EXERCISE DETAILS: Extract the part of the passage on Lidova's career in dance, starting at "Following her graduation, she" and ending at "and Nina Vyroubova.". Copy it word for word.

READING PASSAGE:
============

Following her graduation, she went into fashion journalism and did the layouts for the magazine Vu. Lidova persuaded Vu's editor to publish a feature on the ballerina and Nicholas II mistress Mathilde Kschessinska. Lidova collaborated with photographers such as Brassaï. In 1939, she began reviewing dance for the weekly literary publication Marianne, following an invitation to become its dance critic. She was also invited to edit the new publication called France Magazine whilst continuing to study dance at the amateur level. In 1943 and 1944, Lidova organised Janine Charrat and Roland Petit's first concert performances in Paris. The success of these concerts meant Lidova was invited to organise a series of ten dance evenings, introducing Jean Babilée, Zizi Jeanmaire, Ethery Pagava and Nina Vyroubova.

Prior to the Liberation of Paris in 1944, she was injured by shrapnel whilst was walking in the street. She was able to make a full recovery. Lidova co-established the Les Ballets des Champs-Elysées at the Théâtre de la Ville in the following year. She served as the ballet's general secretary, and worked at the Théâtre des Champs-Élysées, where she devised Le Dejeuner sur l'herbe for Petit. Lidova was invited to join Petit's Les Ballets de Paris-Roland Petit he established in 1948 following the two disliking the atmosphere at the Théâtre des Champs-Élysées. Lidova helped Gene Kelly in the casting of the film Invitation to the Dance and was an advisor to multiple opera houses putting on ballets, such as La Fenice putting on productions by Serge Lifar and Bronislava Nijinska and Callas in The Sicilian Vespers opening the new Turin Opera. She organised a 1947 conference on Vaslav Nijinsky that was promoted by the disproved rumour he had died in Hungary.

============

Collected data
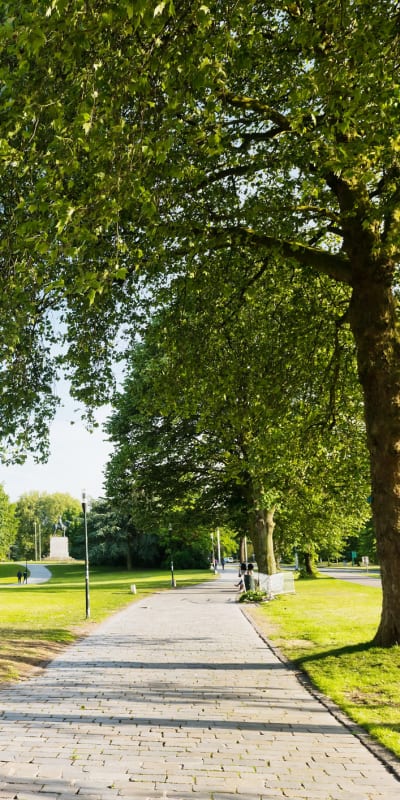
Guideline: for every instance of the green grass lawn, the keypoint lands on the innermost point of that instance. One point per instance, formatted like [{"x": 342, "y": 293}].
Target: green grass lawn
[
  {"x": 38, "y": 620},
  {"x": 326, "y": 628}
]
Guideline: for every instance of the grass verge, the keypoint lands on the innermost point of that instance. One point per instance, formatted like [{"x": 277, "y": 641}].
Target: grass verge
[
  {"x": 326, "y": 629},
  {"x": 39, "y": 620}
]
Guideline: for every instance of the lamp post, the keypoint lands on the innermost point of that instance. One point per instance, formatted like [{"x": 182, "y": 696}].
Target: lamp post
[
  {"x": 84, "y": 509},
  {"x": 173, "y": 582}
]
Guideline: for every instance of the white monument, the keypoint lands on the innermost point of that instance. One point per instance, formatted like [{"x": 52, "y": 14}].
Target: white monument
[{"x": 59, "y": 544}]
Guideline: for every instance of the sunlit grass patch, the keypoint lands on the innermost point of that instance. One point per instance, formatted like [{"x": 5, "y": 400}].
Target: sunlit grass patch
[{"x": 327, "y": 628}]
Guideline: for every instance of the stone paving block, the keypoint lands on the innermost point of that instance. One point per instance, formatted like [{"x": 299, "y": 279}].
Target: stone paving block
[{"x": 174, "y": 707}]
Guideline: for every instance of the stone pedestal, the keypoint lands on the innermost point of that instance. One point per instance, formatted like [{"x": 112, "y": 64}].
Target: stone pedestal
[{"x": 59, "y": 547}]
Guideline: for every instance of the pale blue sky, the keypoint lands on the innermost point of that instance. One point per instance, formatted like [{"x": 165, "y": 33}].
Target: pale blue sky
[{"x": 76, "y": 462}]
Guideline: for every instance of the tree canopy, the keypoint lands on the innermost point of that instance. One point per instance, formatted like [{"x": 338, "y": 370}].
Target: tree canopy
[{"x": 140, "y": 142}]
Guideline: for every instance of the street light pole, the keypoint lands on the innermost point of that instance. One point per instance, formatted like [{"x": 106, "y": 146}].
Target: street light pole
[
  {"x": 173, "y": 582},
  {"x": 84, "y": 509}
]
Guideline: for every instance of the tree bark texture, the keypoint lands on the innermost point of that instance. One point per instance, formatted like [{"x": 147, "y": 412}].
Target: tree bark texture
[
  {"x": 375, "y": 329},
  {"x": 262, "y": 536}
]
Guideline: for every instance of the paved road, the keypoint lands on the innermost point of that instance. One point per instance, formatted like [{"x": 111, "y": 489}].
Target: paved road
[
  {"x": 176, "y": 697},
  {"x": 370, "y": 578}
]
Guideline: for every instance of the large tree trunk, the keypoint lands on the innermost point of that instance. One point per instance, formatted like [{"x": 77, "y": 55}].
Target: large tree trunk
[
  {"x": 263, "y": 540},
  {"x": 373, "y": 322}
]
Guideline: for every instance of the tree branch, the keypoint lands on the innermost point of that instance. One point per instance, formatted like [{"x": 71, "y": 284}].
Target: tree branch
[
  {"x": 251, "y": 104},
  {"x": 335, "y": 265}
]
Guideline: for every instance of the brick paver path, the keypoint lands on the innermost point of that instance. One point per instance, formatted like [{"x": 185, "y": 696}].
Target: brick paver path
[{"x": 178, "y": 697}]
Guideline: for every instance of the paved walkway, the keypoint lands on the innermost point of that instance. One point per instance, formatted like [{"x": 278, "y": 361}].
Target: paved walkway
[{"x": 178, "y": 697}]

============

SOLUTION TO THIS TASK:
Following her graduation, she went into fashion journalism and did the layouts for the magazine Vu. Lidova persuaded Vu's editor to publish a feature on the ballerina and Nicholas II mistress Mathilde Kschessinska. Lidova collaborated with photographers such as Brassaï. In 1939, she began reviewing dance for the weekly literary publication Marianne, following an invitation to become its dance critic. She was also invited to edit the new publication called France Magazine whilst continuing to study dance at the amateur level. In 1943 and 1944, Lidova organised Janine Charrat and Roland Petit's first concert performances in Paris. The success of these concerts meant Lidova was invited to organise a series of ten dance evenings, introducing Jean Babilée, Zizi Jeanmaire, Ethery Pagava and Nina Vyroubova.